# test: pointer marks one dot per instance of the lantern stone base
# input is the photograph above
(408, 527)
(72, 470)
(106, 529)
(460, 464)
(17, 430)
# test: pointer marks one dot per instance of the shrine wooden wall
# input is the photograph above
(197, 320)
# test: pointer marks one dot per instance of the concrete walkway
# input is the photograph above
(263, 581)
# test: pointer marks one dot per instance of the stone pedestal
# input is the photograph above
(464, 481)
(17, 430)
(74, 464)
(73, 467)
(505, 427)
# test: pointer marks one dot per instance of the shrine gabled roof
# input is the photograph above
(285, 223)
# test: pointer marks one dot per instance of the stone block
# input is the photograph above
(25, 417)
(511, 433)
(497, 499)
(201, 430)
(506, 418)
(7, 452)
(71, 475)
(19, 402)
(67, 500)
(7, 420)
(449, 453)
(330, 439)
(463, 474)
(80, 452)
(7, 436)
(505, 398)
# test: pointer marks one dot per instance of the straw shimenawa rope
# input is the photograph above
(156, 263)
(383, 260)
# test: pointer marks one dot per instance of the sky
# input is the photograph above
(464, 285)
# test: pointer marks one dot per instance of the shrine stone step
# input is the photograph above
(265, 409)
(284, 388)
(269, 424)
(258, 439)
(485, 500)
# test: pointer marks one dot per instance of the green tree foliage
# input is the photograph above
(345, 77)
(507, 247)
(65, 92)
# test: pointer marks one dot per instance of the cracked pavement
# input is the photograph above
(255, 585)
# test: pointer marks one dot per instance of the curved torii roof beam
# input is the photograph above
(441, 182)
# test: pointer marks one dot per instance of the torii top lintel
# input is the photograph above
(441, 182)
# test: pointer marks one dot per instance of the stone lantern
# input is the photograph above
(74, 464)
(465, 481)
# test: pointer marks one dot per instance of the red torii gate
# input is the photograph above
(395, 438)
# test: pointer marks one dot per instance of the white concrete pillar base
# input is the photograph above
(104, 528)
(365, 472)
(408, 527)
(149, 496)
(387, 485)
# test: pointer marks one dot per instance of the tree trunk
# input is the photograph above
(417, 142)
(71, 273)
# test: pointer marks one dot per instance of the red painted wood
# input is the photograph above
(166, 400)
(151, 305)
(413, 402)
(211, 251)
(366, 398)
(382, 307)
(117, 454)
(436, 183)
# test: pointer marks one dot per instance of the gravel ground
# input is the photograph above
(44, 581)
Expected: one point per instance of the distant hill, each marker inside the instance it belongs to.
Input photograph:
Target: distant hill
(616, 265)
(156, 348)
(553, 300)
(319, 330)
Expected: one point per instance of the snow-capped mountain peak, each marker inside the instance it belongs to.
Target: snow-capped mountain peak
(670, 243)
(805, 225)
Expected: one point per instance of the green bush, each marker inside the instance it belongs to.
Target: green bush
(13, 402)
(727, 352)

Work order.
When the material above is given again, every line must match it exactly.

Answer below.
# test: pointer marks one dot per instance of the lantern stone base
# input is the photograph above
(408, 527)
(72, 470)
(106, 529)
(460, 464)
(17, 430)
# test: pointer marks one dot per instance of the shrine wooden wall
# input is the photograph above
(197, 320)
# test: pointer marks one dot per instance of the concrete walkway
# input is the photograph above
(263, 581)
# test: pointer marks one dot per instance of the stone pedestal
# input is the photograph above
(464, 481)
(17, 430)
(74, 464)
(73, 467)
(505, 427)
# test: pointer marks one dot per instance of the shrine gabled roof
# input is the photograph above
(285, 223)
# test: pointer marks one dot per instance of the stone block
# input is the photograph above
(25, 417)
(511, 433)
(497, 499)
(201, 430)
(506, 418)
(7, 452)
(71, 475)
(19, 402)
(67, 500)
(7, 420)
(449, 453)
(330, 439)
(463, 474)
(80, 452)
(7, 436)
(505, 398)
# test: pointer marks one dot per instance of the straw shimenawa rope
# input is the photograph above
(156, 263)
(383, 260)
# test: pointer marks one dot per instance of the sky
# input is the photograph above
(464, 285)
# test: pointer marks one dot per instance of the shrine stone step
# input is the photograph above
(265, 409)
(284, 388)
(269, 424)
(258, 439)
(485, 500)
# test: pointer marks one dot per instance of the green tree foliage
# input is the photograph above
(345, 77)
(507, 247)
(65, 92)
# test: pointer marks one dot per instance of the cracked pavement
# input is the photograph above
(255, 585)
# test: pointer marks one dot per instance of the curved torii roof beam
# input is the photograph above
(441, 182)
# test: pointer marks one dot per instance of the torii top lintel
# input is the photograph above
(441, 182)
# test: pointer marks one dot per instance of the stone lantern
# input is the photograph above
(74, 464)
(465, 481)
# test: pointer marks one dot per instance of the red torii gate
# input is the photograph above
(395, 438)
# test: pointer marks one dot per instance of the white concrete pillar base
# input is the photograph above
(104, 528)
(365, 472)
(408, 527)
(149, 496)
(387, 485)
# test: pointer marks one dot per instance of the tree trunk
# input is the photograph above
(417, 142)
(71, 273)
# test: pointer marks one dot per instance of the red painted wood
# input is the photograph above
(166, 400)
(151, 305)
(413, 402)
(211, 251)
(366, 398)
(382, 307)
(117, 454)
(436, 183)
# test: pointer marks one dot per instance of the gravel ground
# input is the photograph above
(44, 581)
Expected: one point per instance of the distant hill, each marker inside the instance it belongs to.
Input photograph:
Target: distant hill
(616, 265)
(156, 348)
(553, 300)
(319, 330)
Expected: one point per instance of the snow-capped mountain peak, each marker inside the instance it belongs to.
Target: snow-capped mountain peak
(670, 243)
(805, 225)
Expected: one point per instance of the green bush, each marker inside the instance it belongs to.
Target: green bush
(13, 402)
(727, 352)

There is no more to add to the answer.